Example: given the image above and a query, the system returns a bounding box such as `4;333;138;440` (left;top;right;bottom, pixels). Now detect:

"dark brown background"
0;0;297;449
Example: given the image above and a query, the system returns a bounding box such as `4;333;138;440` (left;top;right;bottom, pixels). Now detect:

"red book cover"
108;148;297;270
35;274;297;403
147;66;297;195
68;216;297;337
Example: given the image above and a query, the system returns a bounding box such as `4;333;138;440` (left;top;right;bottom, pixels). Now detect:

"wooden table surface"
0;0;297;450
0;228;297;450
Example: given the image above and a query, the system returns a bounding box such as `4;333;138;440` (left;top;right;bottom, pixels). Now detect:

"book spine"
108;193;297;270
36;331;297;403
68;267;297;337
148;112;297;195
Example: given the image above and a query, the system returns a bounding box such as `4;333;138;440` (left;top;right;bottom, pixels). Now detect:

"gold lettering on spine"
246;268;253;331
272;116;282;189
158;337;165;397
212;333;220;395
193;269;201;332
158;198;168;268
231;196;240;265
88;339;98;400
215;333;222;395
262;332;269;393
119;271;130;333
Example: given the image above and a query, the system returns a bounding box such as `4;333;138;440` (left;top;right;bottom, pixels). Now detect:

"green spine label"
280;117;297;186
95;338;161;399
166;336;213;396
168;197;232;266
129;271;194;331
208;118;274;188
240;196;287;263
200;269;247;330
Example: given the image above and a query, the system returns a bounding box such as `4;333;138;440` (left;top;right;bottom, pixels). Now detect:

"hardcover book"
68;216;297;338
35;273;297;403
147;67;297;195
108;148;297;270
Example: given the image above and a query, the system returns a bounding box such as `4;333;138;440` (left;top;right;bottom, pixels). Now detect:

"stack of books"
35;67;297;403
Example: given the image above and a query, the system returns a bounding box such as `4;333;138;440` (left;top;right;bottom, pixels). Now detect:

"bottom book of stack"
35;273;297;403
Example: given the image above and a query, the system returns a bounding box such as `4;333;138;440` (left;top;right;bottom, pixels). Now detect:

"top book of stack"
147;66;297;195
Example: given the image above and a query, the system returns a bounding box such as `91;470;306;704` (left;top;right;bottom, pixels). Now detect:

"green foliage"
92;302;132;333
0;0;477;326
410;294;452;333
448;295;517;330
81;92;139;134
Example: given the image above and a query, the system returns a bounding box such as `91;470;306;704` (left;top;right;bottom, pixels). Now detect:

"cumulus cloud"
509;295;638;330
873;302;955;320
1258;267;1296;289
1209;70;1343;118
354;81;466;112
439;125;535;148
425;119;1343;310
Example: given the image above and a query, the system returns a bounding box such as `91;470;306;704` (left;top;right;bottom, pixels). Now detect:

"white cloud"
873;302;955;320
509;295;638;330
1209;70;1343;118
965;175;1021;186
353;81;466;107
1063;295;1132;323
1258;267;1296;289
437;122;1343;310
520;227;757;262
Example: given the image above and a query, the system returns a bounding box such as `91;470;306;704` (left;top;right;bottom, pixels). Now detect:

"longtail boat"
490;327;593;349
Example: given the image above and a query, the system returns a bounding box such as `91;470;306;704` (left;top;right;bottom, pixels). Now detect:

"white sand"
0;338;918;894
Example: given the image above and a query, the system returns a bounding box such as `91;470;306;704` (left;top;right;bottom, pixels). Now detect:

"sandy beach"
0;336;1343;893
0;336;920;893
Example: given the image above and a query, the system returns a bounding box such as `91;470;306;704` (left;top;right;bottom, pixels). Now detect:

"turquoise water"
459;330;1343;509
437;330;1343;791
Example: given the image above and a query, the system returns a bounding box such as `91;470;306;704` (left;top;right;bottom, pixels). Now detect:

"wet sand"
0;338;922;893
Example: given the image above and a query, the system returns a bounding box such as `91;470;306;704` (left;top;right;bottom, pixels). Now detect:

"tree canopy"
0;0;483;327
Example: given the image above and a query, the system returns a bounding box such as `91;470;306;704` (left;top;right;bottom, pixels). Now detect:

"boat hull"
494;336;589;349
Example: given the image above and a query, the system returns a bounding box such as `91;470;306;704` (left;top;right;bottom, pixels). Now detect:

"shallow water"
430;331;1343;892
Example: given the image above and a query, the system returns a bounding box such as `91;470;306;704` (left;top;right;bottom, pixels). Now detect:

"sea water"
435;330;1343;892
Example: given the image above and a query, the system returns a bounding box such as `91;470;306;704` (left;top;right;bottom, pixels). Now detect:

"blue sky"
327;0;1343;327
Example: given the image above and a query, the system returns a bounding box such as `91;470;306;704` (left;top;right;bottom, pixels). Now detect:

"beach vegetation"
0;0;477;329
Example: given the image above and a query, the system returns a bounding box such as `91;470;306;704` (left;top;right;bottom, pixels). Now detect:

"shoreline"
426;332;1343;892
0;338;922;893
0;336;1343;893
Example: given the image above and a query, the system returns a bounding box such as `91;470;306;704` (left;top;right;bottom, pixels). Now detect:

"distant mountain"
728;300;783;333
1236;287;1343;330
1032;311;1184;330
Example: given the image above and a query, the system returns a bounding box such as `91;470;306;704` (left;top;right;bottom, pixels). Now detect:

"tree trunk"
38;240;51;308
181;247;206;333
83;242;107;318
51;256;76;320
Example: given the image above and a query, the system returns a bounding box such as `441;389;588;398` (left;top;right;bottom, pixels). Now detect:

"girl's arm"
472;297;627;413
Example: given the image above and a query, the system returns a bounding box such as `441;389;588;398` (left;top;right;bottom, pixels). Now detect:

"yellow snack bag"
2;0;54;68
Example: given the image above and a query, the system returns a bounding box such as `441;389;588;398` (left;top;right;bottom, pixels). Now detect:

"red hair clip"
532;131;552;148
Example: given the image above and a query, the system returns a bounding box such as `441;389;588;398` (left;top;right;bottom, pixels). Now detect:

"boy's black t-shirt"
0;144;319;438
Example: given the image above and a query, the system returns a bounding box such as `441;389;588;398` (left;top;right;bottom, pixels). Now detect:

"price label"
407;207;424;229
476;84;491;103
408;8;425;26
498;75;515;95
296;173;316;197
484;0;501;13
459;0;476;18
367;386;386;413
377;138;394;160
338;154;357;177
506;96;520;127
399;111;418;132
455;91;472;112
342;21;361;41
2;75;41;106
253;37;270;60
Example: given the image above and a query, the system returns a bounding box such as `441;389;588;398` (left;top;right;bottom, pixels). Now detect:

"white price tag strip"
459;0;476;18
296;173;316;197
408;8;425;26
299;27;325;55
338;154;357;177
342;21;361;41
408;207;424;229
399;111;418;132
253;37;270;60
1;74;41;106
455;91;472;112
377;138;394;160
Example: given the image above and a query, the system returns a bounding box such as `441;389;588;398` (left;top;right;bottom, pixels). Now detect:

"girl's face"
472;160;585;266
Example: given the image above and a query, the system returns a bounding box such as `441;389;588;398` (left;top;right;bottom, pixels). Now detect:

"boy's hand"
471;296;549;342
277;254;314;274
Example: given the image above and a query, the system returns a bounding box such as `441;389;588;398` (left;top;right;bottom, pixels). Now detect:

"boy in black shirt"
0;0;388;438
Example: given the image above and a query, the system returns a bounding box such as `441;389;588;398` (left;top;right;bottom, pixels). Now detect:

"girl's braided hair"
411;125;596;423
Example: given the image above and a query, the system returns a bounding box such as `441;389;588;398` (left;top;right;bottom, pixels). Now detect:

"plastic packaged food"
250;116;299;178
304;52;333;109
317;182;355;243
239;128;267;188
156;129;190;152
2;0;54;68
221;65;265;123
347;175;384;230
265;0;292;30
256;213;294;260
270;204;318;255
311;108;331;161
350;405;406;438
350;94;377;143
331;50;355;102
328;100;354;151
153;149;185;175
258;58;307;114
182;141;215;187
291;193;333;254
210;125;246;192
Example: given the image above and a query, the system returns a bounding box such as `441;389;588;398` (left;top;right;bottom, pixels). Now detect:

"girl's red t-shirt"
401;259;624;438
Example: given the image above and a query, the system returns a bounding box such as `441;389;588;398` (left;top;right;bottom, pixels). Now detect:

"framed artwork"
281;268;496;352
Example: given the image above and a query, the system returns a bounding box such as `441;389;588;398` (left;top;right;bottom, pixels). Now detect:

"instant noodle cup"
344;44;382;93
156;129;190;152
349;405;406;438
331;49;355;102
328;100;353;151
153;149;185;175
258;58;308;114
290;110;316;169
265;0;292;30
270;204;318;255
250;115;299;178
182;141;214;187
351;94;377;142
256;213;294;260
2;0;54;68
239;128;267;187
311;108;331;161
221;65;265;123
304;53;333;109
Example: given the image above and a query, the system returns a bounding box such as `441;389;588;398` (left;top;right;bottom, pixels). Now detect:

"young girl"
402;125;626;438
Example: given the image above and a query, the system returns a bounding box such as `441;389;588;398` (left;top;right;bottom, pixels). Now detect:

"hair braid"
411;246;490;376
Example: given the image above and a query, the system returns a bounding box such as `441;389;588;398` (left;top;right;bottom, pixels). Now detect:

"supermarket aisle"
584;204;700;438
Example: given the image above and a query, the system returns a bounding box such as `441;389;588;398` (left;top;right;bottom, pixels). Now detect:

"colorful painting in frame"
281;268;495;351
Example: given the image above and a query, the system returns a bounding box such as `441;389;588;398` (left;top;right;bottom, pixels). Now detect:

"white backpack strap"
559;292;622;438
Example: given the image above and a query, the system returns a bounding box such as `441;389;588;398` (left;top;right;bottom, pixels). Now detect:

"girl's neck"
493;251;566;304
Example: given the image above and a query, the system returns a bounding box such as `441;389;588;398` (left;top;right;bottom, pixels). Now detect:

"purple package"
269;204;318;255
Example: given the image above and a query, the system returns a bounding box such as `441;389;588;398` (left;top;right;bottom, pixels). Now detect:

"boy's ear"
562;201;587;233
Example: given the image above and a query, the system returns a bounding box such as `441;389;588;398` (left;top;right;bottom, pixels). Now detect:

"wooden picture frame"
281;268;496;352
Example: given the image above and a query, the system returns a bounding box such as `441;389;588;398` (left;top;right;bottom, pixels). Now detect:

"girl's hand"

+ + + + + + +

#### Description of the task:
Return every line of the material that contains the word "wooden", copying each line in full.

#### Answer to this task:
"wooden table surface"
"wooden picture frame"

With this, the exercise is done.